"""
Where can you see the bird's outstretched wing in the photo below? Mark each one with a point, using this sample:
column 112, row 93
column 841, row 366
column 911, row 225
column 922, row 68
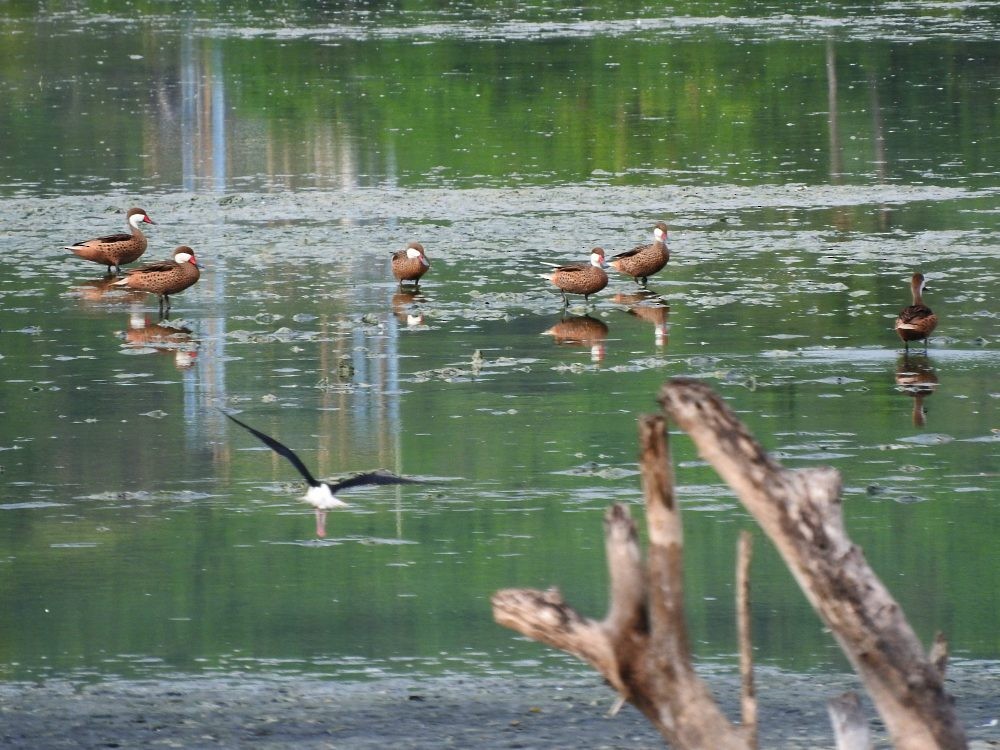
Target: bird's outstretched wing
column 371, row 477
column 280, row 449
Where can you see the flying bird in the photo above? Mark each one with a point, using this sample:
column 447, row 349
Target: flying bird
column 322, row 495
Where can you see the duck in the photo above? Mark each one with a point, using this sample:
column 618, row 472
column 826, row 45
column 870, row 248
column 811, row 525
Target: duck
column 114, row 250
column 643, row 261
column 322, row 495
column 581, row 278
column 649, row 307
column 410, row 263
column 165, row 277
column 916, row 322
column 916, row 378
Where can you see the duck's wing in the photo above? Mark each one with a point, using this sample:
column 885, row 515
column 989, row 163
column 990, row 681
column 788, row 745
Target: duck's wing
column 371, row 477
column 163, row 266
column 281, row 450
column 108, row 239
column 630, row 253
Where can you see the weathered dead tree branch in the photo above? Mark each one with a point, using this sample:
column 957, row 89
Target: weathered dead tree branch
column 800, row 511
column 748, row 693
column 641, row 646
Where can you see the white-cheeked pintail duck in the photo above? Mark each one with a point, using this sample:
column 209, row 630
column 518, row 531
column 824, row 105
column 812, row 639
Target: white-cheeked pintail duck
column 116, row 249
column 643, row 261
column 581, row 278
column 164, row 278
column 410, row 263
column 917, row 321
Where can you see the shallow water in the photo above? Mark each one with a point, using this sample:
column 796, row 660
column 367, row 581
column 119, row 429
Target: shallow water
column 144, row 534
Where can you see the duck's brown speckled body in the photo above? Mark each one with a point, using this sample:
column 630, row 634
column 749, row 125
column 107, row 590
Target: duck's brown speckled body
column 164, row 278
column 643, row 261
column 410, row 263
column 114, row 250
column 916, row 322
column 581, row 278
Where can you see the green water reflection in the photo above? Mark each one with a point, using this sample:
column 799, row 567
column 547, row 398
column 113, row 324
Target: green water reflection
column 805, row 172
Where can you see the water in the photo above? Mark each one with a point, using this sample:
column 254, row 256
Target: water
column 806, row 164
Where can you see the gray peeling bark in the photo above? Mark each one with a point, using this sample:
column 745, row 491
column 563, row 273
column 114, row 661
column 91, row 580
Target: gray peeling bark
column 641, row 646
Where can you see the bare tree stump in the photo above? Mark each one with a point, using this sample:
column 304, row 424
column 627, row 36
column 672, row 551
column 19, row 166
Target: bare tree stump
column 641, row 645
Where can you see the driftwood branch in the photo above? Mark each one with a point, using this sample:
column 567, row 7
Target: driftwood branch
column 748, row 693
column 641, row 646
column 800, row 511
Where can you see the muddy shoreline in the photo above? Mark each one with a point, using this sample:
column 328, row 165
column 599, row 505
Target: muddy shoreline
column 429, row 712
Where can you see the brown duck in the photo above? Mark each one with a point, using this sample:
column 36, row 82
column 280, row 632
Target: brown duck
column 164, row 278
column 116, row 249
column 410, row 263
column 581, row 278
column 581, row 330
column 643, row 261
column 917, row 321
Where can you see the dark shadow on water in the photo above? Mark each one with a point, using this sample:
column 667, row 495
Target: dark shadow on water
column 582, row 331
column 162, row 337
column 406, row 306
column 915, row 377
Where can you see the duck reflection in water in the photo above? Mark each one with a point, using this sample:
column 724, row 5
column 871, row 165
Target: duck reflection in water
column 650, row 307
column 163, row 337
column 916, row 378
column 102, row 291
column 322, row 495
column 581, row 330
column 406, row 306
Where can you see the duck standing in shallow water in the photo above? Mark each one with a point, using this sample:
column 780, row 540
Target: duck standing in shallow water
column 916, row 321
column 410, row 263
column 321, row 495
column 164, row 278
column 643, row 261
column 581, row 278
column 116, row 249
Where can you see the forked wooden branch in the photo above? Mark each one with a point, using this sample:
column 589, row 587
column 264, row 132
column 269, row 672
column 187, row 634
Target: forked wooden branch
column 801, row 513
column 641, row 645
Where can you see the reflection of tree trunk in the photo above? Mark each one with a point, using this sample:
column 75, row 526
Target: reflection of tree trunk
column 836, row 153
column 878, row 136
column 641, row 646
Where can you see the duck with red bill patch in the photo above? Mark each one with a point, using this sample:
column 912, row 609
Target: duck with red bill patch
column 916, row 322
column 410, row 263
column 164, row 278
column 115, row 249
column 322, row 495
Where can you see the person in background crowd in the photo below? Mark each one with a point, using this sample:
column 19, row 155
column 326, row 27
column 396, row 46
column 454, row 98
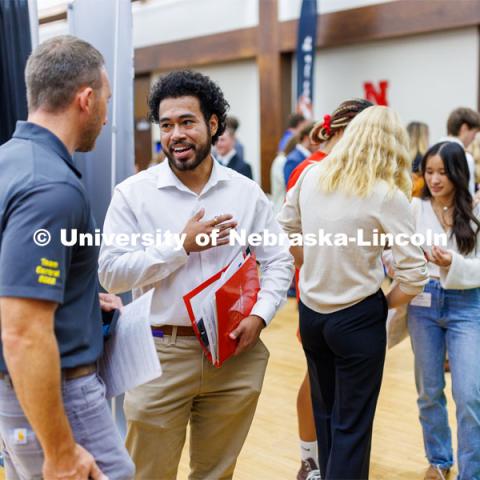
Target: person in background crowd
column 296, row 122
column 233, row 124
column 55, row 422
column 446, row 317
column 277, row 180
column 363, row 184
column 326, row 134
column 462, row 126
column 228, row 156
column 419, row 142
column 303, row 149
column 189, row 193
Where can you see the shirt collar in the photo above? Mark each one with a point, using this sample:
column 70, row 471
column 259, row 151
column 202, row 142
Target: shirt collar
column 167, row 178
column 304, row 150
column 36, row 133
column 226, row 159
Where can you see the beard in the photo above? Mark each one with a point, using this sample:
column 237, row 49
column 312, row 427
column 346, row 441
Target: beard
column 201, row 152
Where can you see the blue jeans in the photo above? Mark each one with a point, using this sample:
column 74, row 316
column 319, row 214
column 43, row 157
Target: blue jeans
column 451, row 324
column 91, row 423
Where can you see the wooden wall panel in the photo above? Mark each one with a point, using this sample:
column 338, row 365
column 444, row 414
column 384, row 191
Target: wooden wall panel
column 143, row 138
column 217, row 48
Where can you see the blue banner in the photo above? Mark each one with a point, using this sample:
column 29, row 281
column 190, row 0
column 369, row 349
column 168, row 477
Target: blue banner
column 306, row 42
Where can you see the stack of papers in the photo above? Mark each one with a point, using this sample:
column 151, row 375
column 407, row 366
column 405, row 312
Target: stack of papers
column 130, row 357
column 219, row 304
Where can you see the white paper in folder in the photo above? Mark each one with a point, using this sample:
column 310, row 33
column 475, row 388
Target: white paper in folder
column 130, row 358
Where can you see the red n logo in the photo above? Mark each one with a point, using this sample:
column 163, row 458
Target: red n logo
column 378, row 96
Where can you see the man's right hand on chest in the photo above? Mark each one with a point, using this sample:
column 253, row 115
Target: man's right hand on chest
column 218, row 229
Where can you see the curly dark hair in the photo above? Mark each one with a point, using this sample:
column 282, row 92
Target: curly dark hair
column 187, row 83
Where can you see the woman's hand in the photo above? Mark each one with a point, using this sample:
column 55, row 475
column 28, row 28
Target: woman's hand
column 439, row 256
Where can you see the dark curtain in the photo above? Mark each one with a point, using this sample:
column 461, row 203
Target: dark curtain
column 15, row 46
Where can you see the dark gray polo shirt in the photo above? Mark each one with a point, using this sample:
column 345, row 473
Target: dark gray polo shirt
column 40, row 188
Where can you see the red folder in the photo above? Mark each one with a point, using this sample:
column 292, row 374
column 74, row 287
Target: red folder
column 188, row 305
column 235, row 301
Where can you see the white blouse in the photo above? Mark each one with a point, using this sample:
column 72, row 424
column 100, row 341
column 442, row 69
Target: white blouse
column 464, row 271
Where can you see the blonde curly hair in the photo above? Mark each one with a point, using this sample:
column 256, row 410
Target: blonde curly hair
column 374, row 147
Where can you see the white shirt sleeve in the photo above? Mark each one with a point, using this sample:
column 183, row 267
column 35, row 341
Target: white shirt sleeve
column 123, row 268
column 276, row 263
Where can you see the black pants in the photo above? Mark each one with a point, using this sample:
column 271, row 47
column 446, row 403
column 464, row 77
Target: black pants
column 345, row 354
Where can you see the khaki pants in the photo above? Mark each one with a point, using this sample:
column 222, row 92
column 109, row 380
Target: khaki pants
column 219, row 403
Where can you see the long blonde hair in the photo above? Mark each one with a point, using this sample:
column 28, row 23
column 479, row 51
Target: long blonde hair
column 374, row 147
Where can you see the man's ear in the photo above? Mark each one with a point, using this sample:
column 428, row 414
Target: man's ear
column 85, row 99
column 213, row 122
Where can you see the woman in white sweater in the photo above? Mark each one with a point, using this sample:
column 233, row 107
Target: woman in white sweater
column 446, row 317
column 361, row 188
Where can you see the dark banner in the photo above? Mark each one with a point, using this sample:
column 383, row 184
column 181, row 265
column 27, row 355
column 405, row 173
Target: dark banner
column 306, row 41
column 15, row 47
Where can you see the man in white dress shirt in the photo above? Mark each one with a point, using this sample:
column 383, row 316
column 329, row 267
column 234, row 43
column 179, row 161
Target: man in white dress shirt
column 190, row 194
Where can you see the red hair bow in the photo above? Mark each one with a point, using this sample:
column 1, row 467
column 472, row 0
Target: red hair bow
column 327, row 119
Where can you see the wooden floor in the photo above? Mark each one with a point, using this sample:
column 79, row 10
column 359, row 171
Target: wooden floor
column 271, row 451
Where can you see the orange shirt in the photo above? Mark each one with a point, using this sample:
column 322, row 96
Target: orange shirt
"""
### Task
Copy out, unchanged, the lines of the records above, beginning with the line that has "Where can you see the duck's wing" and stopping after the line that has "column 630, row 253".

### Result for this exercise
Where can you see the duck's wing in the photo above? Mark each one with a point, using this sample:
column 885, row 515
column 989, row 163
column 990, row 681
column 788, row 745
Target: duck's wing
column 371, row 477
column 163, row 266
column 281, row 450
column 108, row 239
column 630, row 253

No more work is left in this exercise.